→ **EXTRACTED INFORMATION**
- Opening Delimiter -

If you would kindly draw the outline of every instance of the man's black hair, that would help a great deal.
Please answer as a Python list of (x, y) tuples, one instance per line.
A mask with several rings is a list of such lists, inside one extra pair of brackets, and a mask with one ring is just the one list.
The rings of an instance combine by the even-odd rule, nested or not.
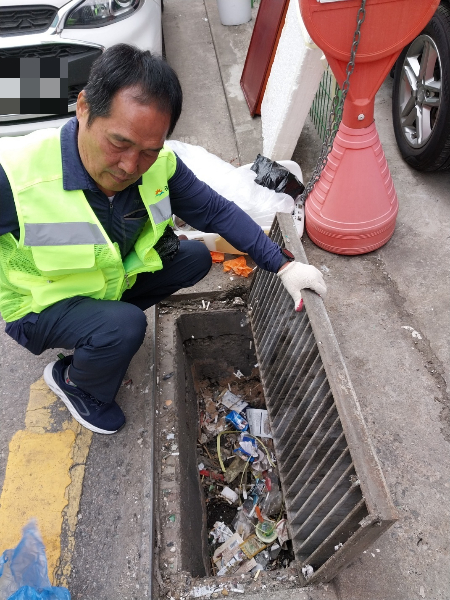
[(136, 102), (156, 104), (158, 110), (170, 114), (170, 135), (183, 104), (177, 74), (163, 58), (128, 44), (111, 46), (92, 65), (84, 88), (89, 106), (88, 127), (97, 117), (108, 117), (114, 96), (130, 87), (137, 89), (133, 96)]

- Closing Delimiter -
- Opening Delimiter -

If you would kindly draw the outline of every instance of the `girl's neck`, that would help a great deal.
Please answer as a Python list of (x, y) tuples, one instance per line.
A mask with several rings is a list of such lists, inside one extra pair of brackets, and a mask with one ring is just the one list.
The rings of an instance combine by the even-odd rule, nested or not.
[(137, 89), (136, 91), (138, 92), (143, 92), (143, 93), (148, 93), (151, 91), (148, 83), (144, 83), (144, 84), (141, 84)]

- Closing Delimiter -

Only the lines above that hold "great" are wanted. Show every one of them.

→ **RESPONSE TO THE TASK**
If you would kindly draw the outline of every instance of the man's black hair, that would help a great deal.
If you would kindly draw the outline of every instance of the `girl's neck`, that would help a great deal.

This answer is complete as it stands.